[Dataset extracts with box labels]
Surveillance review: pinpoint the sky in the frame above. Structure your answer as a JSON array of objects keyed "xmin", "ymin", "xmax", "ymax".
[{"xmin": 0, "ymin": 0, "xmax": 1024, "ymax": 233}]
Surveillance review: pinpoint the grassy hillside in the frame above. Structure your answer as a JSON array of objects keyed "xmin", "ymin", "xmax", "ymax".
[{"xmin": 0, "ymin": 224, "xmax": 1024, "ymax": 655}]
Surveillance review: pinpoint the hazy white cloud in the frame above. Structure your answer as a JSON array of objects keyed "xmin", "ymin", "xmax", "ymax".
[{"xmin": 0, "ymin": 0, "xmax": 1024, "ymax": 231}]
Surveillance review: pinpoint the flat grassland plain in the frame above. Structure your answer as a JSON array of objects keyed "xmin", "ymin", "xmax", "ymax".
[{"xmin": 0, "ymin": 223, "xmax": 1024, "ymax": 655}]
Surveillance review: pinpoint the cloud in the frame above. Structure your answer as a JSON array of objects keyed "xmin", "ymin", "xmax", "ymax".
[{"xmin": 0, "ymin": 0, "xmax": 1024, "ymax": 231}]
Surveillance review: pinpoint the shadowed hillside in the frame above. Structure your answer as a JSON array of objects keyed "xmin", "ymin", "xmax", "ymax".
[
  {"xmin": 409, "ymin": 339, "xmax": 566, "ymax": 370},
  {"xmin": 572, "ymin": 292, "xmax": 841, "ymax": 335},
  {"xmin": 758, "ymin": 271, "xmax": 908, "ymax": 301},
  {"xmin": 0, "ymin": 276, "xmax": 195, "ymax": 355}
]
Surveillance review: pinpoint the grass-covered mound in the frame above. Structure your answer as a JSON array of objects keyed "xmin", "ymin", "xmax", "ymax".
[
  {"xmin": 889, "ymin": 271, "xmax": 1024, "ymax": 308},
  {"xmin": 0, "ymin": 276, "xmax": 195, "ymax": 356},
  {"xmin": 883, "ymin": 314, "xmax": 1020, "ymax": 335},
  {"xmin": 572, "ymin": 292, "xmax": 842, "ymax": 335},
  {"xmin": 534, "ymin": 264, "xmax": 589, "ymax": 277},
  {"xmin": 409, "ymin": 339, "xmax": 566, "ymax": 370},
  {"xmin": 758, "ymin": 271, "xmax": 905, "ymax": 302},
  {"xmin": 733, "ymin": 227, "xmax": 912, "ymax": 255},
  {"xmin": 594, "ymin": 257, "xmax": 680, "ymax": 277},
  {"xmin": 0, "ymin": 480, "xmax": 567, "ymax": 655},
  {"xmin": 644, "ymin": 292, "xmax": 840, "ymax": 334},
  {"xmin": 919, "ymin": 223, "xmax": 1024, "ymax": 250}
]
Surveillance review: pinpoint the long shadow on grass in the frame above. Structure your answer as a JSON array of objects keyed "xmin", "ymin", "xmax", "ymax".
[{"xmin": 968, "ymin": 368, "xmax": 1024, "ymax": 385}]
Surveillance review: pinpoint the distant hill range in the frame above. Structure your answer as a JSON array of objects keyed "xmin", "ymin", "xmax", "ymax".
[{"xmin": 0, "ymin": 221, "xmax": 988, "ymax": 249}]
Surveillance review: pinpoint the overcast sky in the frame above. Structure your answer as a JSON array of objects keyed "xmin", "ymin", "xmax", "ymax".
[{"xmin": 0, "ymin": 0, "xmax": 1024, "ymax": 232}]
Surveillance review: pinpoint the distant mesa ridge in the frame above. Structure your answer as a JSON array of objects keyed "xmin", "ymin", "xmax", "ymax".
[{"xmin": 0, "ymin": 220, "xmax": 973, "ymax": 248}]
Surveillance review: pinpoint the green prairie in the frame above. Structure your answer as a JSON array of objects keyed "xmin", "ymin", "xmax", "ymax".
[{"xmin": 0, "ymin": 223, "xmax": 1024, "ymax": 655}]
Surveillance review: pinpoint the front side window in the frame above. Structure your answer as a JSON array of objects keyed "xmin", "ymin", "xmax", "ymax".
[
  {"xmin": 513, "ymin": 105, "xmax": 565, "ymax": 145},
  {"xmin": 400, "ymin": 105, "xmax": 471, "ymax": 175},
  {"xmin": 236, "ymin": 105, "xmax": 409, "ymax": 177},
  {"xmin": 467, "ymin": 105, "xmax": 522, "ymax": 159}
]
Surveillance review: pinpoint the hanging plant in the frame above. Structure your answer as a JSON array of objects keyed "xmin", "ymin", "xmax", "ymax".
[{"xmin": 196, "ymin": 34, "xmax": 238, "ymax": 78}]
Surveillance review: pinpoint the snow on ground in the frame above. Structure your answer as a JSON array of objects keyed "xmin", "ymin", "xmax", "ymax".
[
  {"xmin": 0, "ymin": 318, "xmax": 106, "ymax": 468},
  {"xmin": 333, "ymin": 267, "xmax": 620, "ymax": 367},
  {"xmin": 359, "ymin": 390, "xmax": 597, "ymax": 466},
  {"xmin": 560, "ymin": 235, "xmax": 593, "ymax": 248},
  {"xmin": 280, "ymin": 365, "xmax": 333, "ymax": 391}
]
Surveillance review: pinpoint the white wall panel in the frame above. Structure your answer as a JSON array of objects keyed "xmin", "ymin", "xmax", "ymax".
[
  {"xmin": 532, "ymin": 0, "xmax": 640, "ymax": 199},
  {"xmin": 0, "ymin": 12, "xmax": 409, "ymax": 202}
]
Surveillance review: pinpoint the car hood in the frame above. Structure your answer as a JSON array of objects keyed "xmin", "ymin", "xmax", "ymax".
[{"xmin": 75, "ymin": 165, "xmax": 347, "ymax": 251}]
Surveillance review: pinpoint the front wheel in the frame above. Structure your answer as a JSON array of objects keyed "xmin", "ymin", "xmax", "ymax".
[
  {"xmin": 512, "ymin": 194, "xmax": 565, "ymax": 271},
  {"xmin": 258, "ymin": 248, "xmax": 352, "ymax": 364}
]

» **Stated exercise**
Return each line of the records above that contains the word "white", reproducing every such line in full.

» **Result**
Surveillance review: pinpoint the hazy white cloud in the frame above. Structure your answer as a JSON array of objects keyed "xmin", "ymin", "xmax", "ymax".
Surveillance review: pinpoint the white wall panel in the frame above. Structure your answer as a JSON array of objects keyed "xmin", "ymin", "xmax", "ymax".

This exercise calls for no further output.